▸ What the task asks
Restate word for word the entries below, starting with the line with "ok so I need the boxes for every rear glass" and continuing through the line with "ok so I need the boxes for every white subaru". Include both of those lines and no others.

▸ Supplied material
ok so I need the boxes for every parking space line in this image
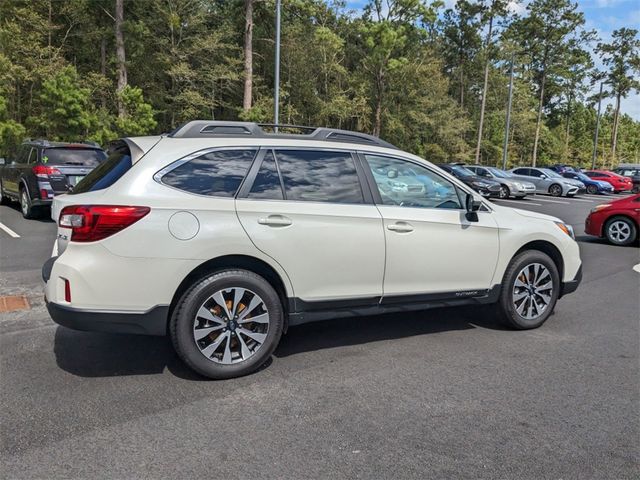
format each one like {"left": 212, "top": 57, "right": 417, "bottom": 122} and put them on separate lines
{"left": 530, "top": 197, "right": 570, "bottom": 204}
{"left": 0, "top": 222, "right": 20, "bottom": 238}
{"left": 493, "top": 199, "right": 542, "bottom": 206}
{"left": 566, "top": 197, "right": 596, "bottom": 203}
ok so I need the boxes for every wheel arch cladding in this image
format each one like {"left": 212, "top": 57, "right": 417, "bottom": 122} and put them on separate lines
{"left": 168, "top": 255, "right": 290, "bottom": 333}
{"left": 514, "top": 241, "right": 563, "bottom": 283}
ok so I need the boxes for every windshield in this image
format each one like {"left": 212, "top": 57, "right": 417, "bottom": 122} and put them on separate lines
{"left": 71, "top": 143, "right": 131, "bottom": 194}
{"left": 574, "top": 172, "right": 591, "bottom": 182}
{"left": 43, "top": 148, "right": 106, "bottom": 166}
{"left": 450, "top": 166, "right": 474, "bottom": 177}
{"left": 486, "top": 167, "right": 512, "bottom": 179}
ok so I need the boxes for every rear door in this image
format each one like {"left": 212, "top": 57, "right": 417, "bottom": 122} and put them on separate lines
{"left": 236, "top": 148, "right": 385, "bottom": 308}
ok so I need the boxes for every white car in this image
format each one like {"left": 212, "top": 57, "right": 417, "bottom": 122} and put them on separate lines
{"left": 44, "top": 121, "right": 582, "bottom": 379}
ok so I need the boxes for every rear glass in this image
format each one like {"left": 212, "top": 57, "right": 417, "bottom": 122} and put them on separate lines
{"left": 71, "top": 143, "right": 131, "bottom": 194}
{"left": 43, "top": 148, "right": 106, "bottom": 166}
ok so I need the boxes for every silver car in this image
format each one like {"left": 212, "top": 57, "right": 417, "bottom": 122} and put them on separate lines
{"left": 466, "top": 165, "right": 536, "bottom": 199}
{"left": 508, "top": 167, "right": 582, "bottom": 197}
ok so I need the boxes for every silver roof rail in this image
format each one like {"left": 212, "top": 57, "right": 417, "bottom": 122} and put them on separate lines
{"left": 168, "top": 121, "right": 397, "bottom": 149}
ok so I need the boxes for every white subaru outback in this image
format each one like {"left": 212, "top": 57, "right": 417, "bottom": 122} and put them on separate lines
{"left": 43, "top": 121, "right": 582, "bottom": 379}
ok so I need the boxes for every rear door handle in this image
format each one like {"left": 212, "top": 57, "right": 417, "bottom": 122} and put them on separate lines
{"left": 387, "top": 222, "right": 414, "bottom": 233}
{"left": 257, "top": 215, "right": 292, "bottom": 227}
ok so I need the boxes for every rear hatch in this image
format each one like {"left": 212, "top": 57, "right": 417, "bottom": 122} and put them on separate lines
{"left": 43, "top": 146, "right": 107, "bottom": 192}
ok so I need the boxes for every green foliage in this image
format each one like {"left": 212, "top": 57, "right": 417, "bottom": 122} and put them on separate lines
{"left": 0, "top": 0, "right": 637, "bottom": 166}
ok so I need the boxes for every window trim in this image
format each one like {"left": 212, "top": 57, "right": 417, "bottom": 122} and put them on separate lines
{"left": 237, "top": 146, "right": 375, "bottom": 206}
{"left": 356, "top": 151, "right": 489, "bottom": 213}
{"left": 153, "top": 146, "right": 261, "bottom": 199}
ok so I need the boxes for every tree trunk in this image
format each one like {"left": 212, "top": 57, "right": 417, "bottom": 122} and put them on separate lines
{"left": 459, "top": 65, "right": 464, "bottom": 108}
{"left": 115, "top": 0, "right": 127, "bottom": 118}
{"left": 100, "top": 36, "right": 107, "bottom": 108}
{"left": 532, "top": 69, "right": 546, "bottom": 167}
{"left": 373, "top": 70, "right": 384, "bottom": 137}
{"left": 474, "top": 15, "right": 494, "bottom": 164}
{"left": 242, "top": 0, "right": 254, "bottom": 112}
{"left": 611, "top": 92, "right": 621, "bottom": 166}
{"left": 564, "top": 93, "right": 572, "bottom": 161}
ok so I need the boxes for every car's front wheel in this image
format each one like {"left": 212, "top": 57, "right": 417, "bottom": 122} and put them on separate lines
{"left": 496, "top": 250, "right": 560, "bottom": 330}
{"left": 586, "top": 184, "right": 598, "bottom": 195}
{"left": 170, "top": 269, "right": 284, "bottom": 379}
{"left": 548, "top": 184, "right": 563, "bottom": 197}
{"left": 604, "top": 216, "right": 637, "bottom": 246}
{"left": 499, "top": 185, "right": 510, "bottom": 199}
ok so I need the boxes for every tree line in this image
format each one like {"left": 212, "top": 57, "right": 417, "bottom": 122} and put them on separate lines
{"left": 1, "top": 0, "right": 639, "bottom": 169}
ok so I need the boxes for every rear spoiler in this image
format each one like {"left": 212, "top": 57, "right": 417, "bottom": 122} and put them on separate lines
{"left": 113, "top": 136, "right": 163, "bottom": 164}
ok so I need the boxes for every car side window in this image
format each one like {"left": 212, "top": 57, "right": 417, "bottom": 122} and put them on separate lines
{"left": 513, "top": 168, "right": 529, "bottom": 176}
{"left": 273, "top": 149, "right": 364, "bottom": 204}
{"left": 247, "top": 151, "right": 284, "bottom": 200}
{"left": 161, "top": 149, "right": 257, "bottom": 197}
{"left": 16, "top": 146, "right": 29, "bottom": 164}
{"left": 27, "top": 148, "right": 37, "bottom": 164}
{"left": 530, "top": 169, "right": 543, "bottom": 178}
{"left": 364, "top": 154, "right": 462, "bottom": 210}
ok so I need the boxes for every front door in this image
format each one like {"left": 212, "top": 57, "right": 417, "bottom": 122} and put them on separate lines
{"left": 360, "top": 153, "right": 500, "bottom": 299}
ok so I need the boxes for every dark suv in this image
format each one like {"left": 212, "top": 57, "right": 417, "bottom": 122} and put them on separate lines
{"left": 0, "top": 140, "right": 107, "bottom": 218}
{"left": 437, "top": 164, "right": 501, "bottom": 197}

▸ Solution to the problem
ok so I need the boxes for every rear glass in this image
format each one like {"left": 212, "top": 57, "right": 417, "bottom": 122} and put them on separate lines
{"left": 71, "top": 143, "right": 131, "bottom": 194}
{"left": 43, "top": 148, "right": 106, "bottom": 166}
ok so I need the boxes for every silver car in this image
format each one like {"left": 212, "top": 57, "right": 417, "bottom": 122} and put them on separate lines
{"left": 466, "top": 165, "right": 536, "bottom": 199}
{"left": 508, "top": 167, "right": 582, "bottom": 197}
ok so I need the boxes for every silver roof rail in this image
format each one like {"left": 212, "top": 57, "right": 417, "bottom": 122} and put them on separate lines
{"left": 168, "top": 121, "right": 397, "bottom": 149}
ok so I need the boxes for every white subaru outback in this image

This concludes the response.